§ **Task requirements**: Rewrite the stretch of entries from the line containing "Query: girl in polka dot dress" through the end of the entries, swapping "Observed output" for "Model output" and keeping everything else the same. Leave the pictures out of your answer.

::::::::

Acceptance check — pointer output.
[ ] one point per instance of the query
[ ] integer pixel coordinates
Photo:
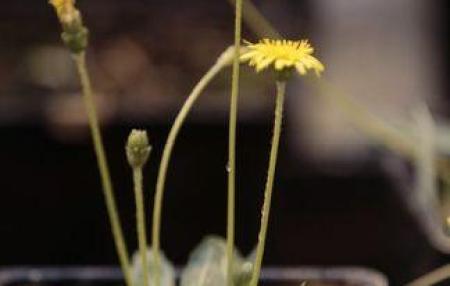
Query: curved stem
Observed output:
(80, 60)
(256, 21)
(222, 62)
(281, 88)
(232, 143)
(140, 219)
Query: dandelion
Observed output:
(284, 55)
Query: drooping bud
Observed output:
(137, 148)
(75, 34)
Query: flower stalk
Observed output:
(223, 61)
(138, 150)
(113, 214)
(281, 88)
(231, 168)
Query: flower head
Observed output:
(65, 9)
(283, 54)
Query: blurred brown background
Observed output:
(334, 204)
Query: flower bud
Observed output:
(137, 148)
(75, 34)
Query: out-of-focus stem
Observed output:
(80, 60)
(223, 61)
(231, 168)
(140, 219)
(281, 88)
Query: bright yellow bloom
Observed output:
(65, 9)
(283, 54)
(61, 4)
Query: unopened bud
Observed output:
(137, 148)
(75, 34)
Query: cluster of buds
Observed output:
(75, 34)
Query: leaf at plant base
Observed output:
(244, 273)
(207, 265)
(167, 270)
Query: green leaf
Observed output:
(207, 265)
(167, 270)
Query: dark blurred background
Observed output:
(334, 201)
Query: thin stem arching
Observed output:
(281, 88)
(232, 144)
(88, 97)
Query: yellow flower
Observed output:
(283, 54)
(65, 9)
(61, 4)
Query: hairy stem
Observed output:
(223, 61)
(281, 88)
(140, 221)
(80, 60)
(231, 168)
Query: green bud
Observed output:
(137, 148)
(76, 40)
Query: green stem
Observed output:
(231, 168)
(222, 62)
(281, 88)
(80, 60)
(140, 219)
(256, 21)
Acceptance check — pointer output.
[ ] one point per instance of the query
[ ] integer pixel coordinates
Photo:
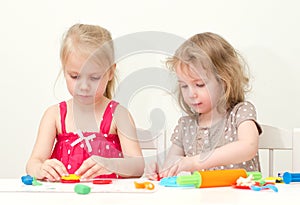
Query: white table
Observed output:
(10, 193)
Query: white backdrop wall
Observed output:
(265, 32)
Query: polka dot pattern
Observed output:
(195, 140)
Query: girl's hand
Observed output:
(151, 171)
(90, 169)
(53, 170)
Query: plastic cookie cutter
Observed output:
(172, 182)
(102, 181)
(144, 185)
(72, 178)
(29, 180)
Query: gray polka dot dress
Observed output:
(195, 140)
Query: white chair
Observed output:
(283, 147)
(153, 145)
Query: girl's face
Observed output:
(200, 91)
(85, 80)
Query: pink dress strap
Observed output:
(63, 113)
(108, 116)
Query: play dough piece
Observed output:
(82, 189)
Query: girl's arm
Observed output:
(39, 165)
(244, 149)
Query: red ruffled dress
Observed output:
(73, 148)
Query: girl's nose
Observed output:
(193, 93)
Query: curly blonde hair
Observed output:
(217, 57)
(93, 42)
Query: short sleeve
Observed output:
(246, 111)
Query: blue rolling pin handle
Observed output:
(289, 177)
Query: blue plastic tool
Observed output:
(268, 186)
(291, 177)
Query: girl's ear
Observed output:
(111, 72)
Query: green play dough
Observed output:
(82, 189)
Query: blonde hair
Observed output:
(90, 41)
(218, 57)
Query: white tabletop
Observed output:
(13, 191)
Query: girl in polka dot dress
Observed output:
(90, 134)
(220, 130)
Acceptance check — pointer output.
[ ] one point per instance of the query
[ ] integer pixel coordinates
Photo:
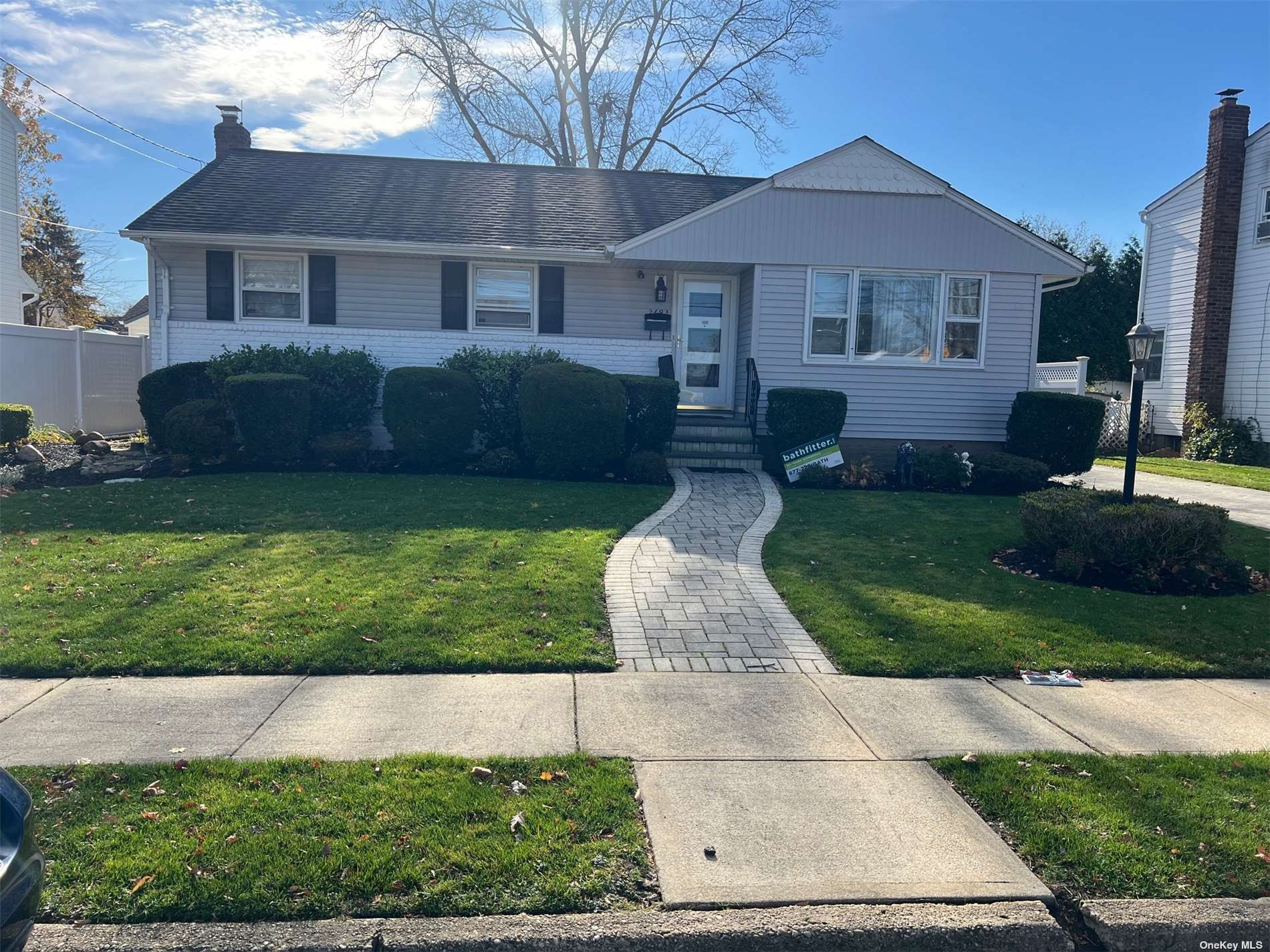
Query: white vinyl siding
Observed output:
(939, 402)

::::::::

§ **Written response**:
Query: girl in polka dot dress
Model output:
(90, 134)
(220, 130)
Acceptance check — pointer output.
[ ] one point per instance of the query
[ ] integer pixel coordinates
Photo:
Query: white vinyl siding
Model output:
(939, 402)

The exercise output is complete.